▶ [TASK STATEMENT] All lines from the one that mentions "Where can you find the bus side" through the last of the entries below must be copied exactly, with both ends kept.

*** DATA SUPPLIED Section Begins ***

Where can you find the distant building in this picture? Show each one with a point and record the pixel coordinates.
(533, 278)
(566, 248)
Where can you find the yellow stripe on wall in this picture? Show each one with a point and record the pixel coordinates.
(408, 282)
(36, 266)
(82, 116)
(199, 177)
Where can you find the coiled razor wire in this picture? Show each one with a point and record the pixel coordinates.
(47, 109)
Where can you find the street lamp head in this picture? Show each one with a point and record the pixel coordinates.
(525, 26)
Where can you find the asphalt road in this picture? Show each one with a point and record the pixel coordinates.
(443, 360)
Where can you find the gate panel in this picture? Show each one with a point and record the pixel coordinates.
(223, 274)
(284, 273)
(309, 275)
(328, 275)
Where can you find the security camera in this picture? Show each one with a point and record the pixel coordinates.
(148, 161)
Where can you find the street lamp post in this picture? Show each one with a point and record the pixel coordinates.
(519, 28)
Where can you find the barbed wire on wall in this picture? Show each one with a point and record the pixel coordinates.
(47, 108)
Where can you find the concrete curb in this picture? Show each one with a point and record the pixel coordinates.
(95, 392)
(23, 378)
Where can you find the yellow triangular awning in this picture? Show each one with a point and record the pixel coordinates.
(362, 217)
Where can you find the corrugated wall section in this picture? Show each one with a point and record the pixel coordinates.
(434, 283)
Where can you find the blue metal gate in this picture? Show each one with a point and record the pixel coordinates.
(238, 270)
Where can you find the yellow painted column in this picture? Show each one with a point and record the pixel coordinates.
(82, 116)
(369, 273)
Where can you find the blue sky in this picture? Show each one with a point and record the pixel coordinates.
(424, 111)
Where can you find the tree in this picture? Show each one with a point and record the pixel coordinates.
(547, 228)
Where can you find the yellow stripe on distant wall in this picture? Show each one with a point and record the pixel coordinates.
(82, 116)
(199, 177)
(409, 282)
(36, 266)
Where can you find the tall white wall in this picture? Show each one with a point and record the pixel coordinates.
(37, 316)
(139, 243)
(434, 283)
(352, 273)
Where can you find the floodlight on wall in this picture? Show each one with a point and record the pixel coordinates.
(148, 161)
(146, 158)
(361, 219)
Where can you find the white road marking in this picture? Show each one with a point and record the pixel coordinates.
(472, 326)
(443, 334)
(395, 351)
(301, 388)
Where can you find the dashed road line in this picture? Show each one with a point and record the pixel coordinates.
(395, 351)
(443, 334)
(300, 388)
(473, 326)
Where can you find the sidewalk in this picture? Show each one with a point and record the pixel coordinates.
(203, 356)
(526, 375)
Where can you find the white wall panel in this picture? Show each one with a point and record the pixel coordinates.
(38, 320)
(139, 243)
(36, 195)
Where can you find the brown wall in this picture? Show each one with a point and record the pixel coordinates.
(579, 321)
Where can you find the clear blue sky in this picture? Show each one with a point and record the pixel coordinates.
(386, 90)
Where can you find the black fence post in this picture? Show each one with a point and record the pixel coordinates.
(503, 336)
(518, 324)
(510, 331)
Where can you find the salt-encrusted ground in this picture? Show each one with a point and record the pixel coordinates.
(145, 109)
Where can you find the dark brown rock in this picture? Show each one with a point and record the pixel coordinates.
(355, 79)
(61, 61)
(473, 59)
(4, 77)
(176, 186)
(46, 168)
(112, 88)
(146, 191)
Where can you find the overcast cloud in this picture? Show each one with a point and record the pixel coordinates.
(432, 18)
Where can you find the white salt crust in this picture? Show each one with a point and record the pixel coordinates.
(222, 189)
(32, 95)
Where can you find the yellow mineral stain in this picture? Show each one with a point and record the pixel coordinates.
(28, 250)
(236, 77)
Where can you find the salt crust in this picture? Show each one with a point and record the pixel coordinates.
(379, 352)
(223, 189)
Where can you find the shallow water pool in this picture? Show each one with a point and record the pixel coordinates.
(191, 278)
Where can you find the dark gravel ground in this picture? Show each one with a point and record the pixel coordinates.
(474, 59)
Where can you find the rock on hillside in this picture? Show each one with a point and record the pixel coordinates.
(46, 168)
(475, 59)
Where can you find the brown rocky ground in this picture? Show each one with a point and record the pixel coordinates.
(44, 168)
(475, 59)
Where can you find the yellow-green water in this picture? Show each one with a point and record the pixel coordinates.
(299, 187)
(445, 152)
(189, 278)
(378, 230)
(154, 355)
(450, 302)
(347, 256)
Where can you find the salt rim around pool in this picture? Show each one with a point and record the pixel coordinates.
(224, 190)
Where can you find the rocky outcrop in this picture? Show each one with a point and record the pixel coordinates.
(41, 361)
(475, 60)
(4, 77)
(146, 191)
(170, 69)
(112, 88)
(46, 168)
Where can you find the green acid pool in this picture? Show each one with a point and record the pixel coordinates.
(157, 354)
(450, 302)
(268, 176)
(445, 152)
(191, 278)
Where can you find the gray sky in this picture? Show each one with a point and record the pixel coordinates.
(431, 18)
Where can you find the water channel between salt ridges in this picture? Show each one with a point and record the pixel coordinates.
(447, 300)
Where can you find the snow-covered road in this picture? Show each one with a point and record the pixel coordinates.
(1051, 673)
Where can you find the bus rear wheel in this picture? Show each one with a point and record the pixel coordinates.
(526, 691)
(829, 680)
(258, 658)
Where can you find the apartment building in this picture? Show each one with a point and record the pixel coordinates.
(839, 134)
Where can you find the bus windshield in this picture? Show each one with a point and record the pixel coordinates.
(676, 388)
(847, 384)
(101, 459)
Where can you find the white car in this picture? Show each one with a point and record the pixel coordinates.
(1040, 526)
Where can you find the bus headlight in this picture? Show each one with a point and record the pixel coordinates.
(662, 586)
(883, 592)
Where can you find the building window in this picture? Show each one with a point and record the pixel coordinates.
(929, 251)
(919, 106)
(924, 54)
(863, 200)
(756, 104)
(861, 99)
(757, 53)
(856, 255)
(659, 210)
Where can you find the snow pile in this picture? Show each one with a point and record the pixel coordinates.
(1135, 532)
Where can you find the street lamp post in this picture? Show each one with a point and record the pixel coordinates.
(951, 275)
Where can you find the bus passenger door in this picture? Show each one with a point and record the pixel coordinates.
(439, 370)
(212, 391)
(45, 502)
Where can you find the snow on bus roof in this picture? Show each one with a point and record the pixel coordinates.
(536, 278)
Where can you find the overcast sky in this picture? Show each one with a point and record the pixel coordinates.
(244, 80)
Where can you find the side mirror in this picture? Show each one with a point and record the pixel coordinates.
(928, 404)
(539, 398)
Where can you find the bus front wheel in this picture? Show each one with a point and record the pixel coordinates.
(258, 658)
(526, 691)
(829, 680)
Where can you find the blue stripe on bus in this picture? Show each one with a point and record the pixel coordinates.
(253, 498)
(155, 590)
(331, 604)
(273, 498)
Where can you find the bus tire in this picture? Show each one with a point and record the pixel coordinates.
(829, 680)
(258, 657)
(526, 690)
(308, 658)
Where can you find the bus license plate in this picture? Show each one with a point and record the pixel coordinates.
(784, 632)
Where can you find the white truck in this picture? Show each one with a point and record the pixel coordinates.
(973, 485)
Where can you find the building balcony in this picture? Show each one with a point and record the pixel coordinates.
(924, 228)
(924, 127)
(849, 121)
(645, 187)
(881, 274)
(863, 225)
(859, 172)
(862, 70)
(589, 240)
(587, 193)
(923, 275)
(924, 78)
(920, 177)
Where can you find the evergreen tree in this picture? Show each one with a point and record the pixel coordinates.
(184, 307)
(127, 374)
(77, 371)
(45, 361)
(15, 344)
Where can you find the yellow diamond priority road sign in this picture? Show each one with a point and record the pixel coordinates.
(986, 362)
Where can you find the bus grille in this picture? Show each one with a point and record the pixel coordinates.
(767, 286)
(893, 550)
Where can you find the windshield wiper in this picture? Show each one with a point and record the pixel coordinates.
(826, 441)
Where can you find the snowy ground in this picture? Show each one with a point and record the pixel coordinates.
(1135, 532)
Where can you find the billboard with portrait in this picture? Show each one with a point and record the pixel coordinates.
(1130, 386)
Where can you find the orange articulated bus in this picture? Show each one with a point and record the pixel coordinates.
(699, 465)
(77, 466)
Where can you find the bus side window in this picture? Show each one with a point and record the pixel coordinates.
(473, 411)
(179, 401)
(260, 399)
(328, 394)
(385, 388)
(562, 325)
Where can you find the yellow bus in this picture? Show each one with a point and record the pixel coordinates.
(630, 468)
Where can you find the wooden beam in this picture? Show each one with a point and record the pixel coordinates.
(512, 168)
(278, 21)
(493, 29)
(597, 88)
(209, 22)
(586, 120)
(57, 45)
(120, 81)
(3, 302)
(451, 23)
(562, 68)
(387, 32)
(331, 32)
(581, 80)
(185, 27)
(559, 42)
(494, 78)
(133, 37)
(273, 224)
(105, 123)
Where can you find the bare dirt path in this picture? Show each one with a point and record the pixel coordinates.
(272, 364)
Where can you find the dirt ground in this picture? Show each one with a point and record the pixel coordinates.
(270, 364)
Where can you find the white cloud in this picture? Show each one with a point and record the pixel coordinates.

*** DATA SUPPLIED Section Ends ***

▶ [OUTPUT FOR THIS TASK]
Where can you find the bus side window in this picture? Show each one with a point and record the pixel coordinates.
(473, 411)
(179, 401)
(260, 399)
(328, 394)
(385, 388)
(562, 325)
Where can you find the yellow bus in this picture? Show each one with a point and record the pixel coordinates.
(630, 468)
Where can you find the wooden beam in this picture? Show each one with a point and record the pixel coordinates.
(512, 168)
(278, 21)
(493, 29)
(597, 88)
(209, 22)
(586, 120)
(57, 45)
(120, 81)
(3, 302)
(451, 23)
(562, 68)
(387, 32)
(331, 32)
(581, 80)
(185, 27)
(559, 42)
(494, 78)
(133, 37)
(273, 224)
(105, 123)
Where can you find the bare dirt path in this picture? Show each one with a point and record the pixel coordinates.
(272, 364)
Where can you find the dirt ground in this picture? Show each one with a point and record the pixel coordinates.
(270, 364)
Where can you find the white cloud in this picture? Show each one with a point and record the pixel coordinates.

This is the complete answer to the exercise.